=== Passage ===

The lines felt familiar but it sounded like they were being delivered by the understudy.
Then I remembered that David Cameron is long gone – last seen in South Korea insulting British teachers and doctors – and Theresa May is, in fact, meant to be the PM.
Or, at least, the “interim prime minister”, as she was devastatingly dubbed by Labour fronbencher Kevin Brennan last month. Either way, she was emptily mouthing the slogans of her doomed predecessor at PMQs.
Jeremy Corbyn, meanwhile, sails on. And what a significant afternoon for a showdown with his interim opponent – the NHS marks its 69th birthday today but our hard-working staff won’t have many reasons to celebrate because of the measly one per cent public sector pay cap.
Corbyn picked up on this, of course and – after wishing everyone a “very happy pride month” – highlighted the outrage that so many people working in schools and hospitals face such hardship that they have been forced to use foodbanks.
Quoting a note from one teacher of 10 years’ experience, who has seen countless colleagues give up jobs schools, he said: “The public sector pay cap causes real shortages in nursing and teaching and many other professions and real hardship… What we are doing is recklessly exploiting the goodwill of public servants like David – they need a pay rise.”
So is the pay cap still in force? After all, it’s not like May to ever change her mind on an unpopular policy, is it?
For now, the Tories have retained the cap and – despite lots of public hints to the contrary – chancellor Philip Hammond has urged colleagues to “hold their nerve”. Indeed, what could be braver than denying a pay rise to a starving nurse?
Corbyn had a good line about a “rare moment of agreement between No 10 and No 11” as he went into a question about whether the pay ceiling will remain until 2020.
May said she understood why people “feel strongly about the issue of their pay”. Indeed – ask Dave Cameron on the speakers’ circuit in the Far East and George “six jobs” Osborne.
At this point it must have been tempting for Corbyn to reel out the jokes here but, perhaps wisely, he stuck to the serious subject matter, and pointed out the “net loss of 1,700” nurses and midwives from the struggling NHS last year.
“We have had seven years of tax cuts for the richest and tax breaks for the biggest corporations”, he bellowed, as the Commons chamber got increasingly rowdy.

=== Dataset entries ===

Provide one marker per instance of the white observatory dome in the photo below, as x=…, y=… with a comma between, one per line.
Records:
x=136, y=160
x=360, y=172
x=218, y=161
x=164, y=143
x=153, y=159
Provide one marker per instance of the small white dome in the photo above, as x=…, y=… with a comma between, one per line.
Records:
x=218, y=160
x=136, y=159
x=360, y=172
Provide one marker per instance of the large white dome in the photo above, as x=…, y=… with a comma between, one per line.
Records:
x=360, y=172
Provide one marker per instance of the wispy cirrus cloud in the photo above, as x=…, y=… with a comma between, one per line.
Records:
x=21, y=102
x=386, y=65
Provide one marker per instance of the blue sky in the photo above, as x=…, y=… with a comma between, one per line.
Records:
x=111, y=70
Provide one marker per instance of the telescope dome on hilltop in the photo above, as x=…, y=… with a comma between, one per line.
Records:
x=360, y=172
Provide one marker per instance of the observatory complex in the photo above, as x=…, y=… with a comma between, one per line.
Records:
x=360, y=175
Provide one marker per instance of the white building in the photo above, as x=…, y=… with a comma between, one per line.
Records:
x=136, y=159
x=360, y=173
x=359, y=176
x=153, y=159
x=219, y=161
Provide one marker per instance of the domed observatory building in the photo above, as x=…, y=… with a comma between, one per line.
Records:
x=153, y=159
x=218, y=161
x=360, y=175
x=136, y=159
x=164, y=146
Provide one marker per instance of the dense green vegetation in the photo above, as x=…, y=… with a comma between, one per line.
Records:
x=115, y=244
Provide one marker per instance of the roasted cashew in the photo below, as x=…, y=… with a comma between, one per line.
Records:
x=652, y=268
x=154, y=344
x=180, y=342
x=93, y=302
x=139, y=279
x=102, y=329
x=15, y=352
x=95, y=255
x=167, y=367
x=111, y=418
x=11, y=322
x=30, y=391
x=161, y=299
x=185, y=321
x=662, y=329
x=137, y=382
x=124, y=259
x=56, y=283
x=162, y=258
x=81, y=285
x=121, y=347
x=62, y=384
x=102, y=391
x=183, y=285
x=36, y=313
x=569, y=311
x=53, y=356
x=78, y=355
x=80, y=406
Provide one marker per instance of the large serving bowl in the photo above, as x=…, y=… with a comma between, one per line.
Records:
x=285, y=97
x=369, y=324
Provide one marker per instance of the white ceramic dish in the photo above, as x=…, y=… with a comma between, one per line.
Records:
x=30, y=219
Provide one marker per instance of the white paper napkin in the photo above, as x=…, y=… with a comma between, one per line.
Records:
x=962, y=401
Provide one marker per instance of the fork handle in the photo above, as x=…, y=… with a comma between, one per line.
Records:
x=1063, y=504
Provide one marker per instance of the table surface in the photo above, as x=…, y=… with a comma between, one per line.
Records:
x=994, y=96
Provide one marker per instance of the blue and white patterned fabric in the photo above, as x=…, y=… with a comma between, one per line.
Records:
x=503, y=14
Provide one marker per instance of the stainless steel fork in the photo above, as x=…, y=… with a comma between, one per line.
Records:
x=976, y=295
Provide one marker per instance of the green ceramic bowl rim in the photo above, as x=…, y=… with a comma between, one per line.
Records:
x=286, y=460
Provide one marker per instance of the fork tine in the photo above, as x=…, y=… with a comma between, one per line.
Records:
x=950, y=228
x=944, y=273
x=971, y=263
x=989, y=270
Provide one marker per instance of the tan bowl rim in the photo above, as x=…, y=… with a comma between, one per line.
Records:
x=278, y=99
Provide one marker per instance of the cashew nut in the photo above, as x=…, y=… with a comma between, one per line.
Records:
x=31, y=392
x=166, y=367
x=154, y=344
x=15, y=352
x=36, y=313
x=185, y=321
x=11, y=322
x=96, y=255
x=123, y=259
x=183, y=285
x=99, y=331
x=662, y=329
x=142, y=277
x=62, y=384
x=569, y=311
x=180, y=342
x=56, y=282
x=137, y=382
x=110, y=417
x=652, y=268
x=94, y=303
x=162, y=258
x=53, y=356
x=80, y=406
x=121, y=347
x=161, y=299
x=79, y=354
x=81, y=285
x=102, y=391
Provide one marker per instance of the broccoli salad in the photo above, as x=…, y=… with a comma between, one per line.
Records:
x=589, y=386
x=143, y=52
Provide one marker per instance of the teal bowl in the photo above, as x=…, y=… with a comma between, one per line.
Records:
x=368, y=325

===

Required tasks ->
a – Reproduce part of the PMQs sketch word for word, beginning at the words "Quoting a note" and stopping after the words "remain until 2020.".
b – In the PMQs sketch, which birthday does the NHS mark on the day of the session?

Answer list ->
a –
Quoting a note from one teacher of 10 years’ experience, who has seen countless colleagues give up jobs schools, he said: “The public sector pay cap causes real shortages in nursing and teaching and many other professions and real hardship… What we are doing is recklessly exploiting the goodwill of public servants like David – they need a pay rise.”
So is the pay cap still in force? After all, it’s not like May to ever change her mind on an unpopular policy, is it?
For now, the Tories have retained the cap and – despite lots of public hints to the contrary – chancellor Philip Hammond has urged colleagues to “hold their nerve”. Indeed, what could be braver than denying a pay rise to a starving nurse?
Corbyn had a good line about a “rare moment of agreement between No 10 and No 11” as he went into a question about whether the pay ceiling will remain until 2020.

b – Its 69th birthday.